- Directions
Word for word, transcribe the lines from the one containing "the fish head" through the end of the entries, both included, and nothing else.

- Input data
'''
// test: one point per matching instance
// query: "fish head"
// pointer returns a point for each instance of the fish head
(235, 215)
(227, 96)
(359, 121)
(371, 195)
'''
- Written solution
// pointer returns a point for each instance of the fish head
(235, 215)
(227, 96)
(359, 121)
(371, 195)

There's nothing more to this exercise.